** WHAT YOU HAVE TO DO **
Answer from the text on additivity below:
(a) What value does it give for kT at physiological temperatures?
(b) Per amino acid, what error must an adequate energy function stay below?
(c) Which protein does Fig. 1 concern?

In chemistry, the "state" called "a carbon dioxide molecule" and the "state" called "carbon and oxygen atoms" are sharply defined and distinguishable from each other, differing in stability by tens of kcal/mol, and not much dependent on temperature or solvent conditions. However, for biology, as for polymer science, the individual monomer interactions are much weaker, involving noncovalent interactions nearer to thermal energies (kT = 0.6 kcal/mol at physiological temperatures). In these cases, broad ensembles of microscopic conformations comprise macroscopic "states" (denatured states, molten globules, folding intermediates and transition states, some bound complexes). States are sometimes not so distinct as they are in covalent chemistry, and simple additivity may not apply.


How Good Does Additivity Need to Be?

Whether an additivity assumption is good or poor depends on what errors we can tolerate. Suppose we want an energy function to model protein folding. If an energy function has errors totaling 10 kcal/mol for a protein of 100 amino acids, it will be useless for predicting the native structure. Ten kcal/mol is about the difference in free energy between native and denatured conformations, so such functions will have no meaningful ability to discriminate among protein conformations. On the other hand, an energy function with an error of 1 kcal/mol, even though not perfect, would be useful. Since random errors grow with the square root of the number of monomers (5), a 100-amino acid protein has about radical <OVL>100</OVL> = 10 times the error of one amino acid, so an adequate energy function must err by less than about 100 cal/mol per amino acid. (Only 10 cal/mol would be tolerable for systematic errors, which scale linearly with size.) This is a crude estimate, but it gives a rough target: if we can model contact, transfer, or binding interactions to better than 100 cal/mol for molecules about the size of amino acids or nucleotides, then our energy functions will be useful for models of folding or other large conformational changes.


Group Additivities in Biochemistry

Group additivities account successfully for the partitioning of alkanes, alkenes, alkadienes, alcohols, and other homologous series of hydrocarbons from one medium to another (6, 7). The free energy of transfer depends linearly on the number of monomer units in the chain. Additivity predicts effects of double mutations on enzyme reaction rates (8), binding, and protein stability (9) (see Fig. 1) as sums of single mutations, at least when the mutation sites are spatially separated. Sometimes mutational effects on protein stability correlate well with oil/water partitioning (10). The stabilities (Delta G) and melting behavior (Delta H) of oligomers of DNA (11) or RNA (12) are well predicted as sums of free energies and enthalpies of nearest neighbor pairs of nucleotides. Additivity predicts well mutational changes in the binding of proteinases to their inhibitors.3


Fig. 1. Additivity: double-site mutational changes are well predicted as sums of single-site changes. Top, stability; bottom, binding. From Sandberg and Terwilliger (9), on gene V protein of bacteriophage f1.

** THE DATA **
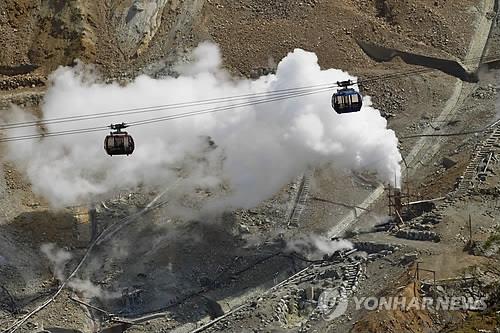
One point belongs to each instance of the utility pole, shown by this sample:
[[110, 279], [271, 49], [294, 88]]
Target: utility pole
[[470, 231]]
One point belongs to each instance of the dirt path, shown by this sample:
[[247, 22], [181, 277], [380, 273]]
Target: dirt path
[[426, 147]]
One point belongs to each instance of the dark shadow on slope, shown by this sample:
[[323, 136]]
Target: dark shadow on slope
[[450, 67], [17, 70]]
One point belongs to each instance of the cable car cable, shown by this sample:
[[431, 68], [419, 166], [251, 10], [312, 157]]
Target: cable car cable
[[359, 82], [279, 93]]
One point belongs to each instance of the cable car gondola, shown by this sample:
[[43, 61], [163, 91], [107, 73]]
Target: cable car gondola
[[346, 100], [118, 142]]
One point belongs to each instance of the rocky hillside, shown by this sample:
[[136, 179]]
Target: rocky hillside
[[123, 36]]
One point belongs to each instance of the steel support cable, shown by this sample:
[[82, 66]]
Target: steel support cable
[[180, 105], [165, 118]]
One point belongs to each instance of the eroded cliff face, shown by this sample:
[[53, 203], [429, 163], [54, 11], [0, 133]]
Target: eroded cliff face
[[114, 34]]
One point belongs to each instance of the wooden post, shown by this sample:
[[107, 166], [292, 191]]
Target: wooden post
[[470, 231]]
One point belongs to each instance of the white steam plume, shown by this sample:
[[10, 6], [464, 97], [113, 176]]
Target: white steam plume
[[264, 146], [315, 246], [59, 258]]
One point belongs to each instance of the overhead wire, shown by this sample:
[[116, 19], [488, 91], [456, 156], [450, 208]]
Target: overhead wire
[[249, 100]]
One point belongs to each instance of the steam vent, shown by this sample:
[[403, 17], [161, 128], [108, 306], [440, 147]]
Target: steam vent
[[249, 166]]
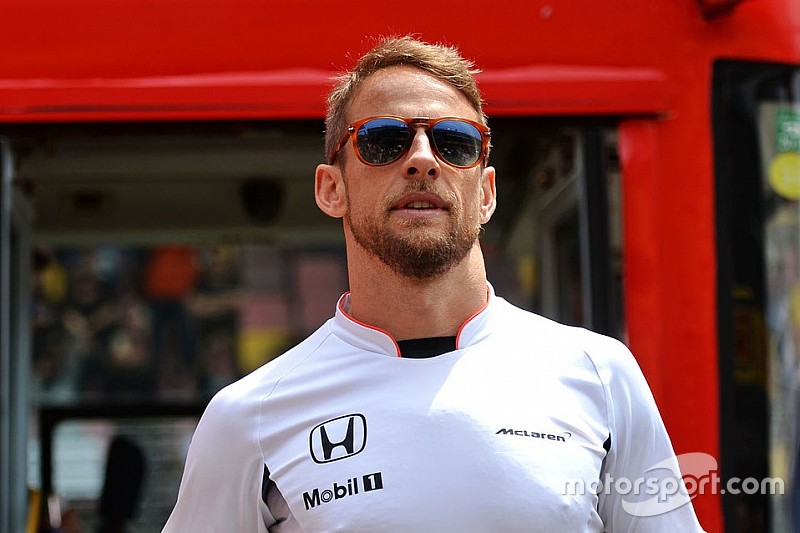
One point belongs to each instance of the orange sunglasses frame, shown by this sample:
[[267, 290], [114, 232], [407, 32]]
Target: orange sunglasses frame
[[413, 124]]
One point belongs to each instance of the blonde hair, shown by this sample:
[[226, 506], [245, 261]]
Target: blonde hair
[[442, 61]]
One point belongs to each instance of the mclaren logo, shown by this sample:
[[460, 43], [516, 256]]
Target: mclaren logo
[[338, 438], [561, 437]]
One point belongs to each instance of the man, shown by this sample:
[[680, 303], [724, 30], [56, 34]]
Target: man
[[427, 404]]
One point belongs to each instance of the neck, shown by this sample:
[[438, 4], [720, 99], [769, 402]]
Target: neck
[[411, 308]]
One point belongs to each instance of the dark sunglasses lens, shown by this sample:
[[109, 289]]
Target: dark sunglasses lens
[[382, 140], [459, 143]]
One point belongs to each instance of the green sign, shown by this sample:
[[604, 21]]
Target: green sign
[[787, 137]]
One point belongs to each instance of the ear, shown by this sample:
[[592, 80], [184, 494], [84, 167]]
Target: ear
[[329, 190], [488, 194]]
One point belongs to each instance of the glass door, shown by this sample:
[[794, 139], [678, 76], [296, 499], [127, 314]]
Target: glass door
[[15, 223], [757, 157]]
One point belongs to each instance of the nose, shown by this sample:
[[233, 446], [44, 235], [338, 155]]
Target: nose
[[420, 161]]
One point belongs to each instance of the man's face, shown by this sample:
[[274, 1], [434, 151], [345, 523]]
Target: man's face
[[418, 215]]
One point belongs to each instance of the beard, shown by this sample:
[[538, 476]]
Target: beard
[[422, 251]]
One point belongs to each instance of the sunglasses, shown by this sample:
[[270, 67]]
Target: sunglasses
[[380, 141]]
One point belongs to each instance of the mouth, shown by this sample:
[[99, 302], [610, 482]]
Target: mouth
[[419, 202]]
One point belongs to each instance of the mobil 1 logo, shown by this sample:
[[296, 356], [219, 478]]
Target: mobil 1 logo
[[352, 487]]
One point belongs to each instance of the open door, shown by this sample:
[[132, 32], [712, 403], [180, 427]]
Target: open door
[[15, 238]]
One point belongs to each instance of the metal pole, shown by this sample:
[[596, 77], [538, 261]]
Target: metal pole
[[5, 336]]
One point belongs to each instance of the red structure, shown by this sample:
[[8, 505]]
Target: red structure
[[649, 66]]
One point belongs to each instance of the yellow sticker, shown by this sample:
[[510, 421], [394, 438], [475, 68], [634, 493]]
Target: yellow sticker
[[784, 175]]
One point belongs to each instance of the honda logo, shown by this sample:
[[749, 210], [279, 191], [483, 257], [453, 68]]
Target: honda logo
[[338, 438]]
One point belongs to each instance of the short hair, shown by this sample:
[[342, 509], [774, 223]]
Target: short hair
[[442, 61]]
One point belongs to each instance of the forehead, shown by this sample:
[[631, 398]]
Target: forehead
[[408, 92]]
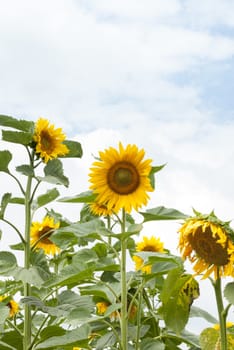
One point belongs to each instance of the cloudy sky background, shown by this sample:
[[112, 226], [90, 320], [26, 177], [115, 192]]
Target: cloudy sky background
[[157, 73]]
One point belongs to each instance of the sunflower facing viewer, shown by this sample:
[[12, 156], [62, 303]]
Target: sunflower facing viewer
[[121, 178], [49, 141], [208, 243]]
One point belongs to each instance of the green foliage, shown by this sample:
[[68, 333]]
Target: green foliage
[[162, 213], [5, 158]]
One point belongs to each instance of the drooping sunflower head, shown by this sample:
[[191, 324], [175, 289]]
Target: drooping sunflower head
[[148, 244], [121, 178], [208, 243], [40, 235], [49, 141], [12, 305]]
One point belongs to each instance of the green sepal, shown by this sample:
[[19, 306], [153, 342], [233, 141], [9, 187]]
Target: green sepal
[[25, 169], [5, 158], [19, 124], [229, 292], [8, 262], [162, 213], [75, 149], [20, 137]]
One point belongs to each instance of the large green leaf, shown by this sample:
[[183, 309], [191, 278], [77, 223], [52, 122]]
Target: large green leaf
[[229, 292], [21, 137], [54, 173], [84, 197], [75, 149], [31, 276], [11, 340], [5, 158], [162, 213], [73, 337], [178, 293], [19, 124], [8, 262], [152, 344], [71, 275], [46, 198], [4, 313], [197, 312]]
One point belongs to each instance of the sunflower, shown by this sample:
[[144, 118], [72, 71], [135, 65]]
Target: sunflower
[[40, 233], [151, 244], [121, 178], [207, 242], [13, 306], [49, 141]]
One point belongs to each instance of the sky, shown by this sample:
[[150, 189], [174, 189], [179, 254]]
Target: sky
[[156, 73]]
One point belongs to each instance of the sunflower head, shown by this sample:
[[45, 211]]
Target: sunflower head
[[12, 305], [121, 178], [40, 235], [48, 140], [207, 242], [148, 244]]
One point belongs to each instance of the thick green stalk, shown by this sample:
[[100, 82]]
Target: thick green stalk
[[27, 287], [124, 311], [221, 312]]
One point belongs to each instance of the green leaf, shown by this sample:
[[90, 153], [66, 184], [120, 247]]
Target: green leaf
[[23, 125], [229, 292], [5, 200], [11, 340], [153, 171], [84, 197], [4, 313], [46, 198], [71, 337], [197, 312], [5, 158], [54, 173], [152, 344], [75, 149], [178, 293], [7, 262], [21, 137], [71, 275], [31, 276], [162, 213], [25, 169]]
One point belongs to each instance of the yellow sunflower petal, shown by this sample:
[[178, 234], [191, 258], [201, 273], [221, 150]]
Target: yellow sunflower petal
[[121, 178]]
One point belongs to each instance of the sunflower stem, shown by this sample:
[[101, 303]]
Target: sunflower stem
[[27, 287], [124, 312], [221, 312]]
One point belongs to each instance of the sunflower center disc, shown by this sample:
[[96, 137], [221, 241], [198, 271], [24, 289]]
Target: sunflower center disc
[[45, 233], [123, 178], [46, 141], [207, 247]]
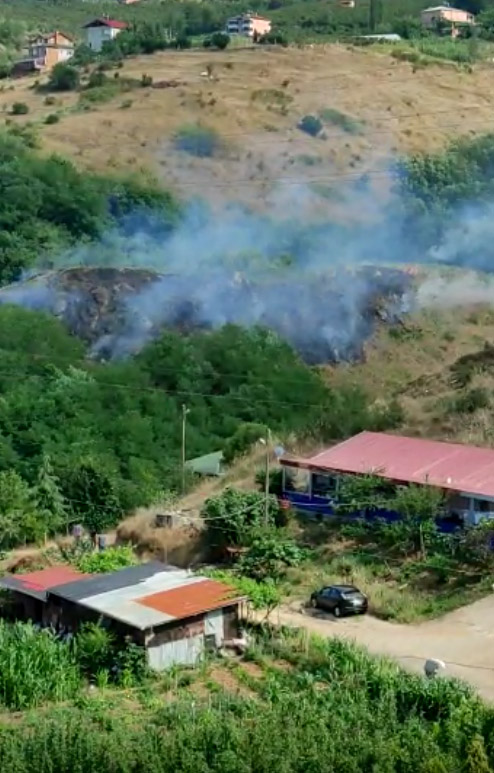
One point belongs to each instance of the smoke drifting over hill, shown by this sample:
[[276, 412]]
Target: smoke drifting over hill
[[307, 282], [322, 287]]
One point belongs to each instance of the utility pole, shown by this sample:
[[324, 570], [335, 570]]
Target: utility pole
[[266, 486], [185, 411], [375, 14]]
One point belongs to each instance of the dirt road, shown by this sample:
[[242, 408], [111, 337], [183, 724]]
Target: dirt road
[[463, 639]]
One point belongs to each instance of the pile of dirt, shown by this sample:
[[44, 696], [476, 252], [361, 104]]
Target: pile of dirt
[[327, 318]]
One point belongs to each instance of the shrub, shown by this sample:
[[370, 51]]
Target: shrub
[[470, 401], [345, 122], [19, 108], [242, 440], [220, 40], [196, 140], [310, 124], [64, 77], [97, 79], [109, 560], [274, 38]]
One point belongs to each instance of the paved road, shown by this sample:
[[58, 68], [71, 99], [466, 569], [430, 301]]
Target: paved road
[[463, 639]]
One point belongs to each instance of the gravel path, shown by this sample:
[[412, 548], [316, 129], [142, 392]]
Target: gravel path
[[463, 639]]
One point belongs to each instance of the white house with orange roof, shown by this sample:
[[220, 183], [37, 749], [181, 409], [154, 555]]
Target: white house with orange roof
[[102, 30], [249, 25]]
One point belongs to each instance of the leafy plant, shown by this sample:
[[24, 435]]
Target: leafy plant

** TASK RESULT **
(a) 0.6 kcal/mol
(b) About 100 cal/mol
(c) Gene V protein of bacteriophage f1